Input

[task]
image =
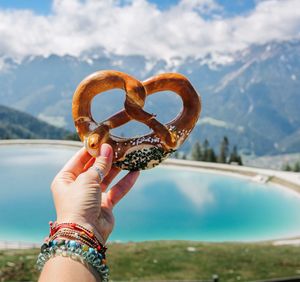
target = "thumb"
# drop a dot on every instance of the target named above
(103, 163)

Written problem
Rewrite every line of the entries above as a numbered list, skipping any blank lines. Leave the pictures out of your answer.

Task answer
1. [task]
2. image =
3. target = "thumb"
4. # drop a dot on every instance of the target named above
5. (103, 163)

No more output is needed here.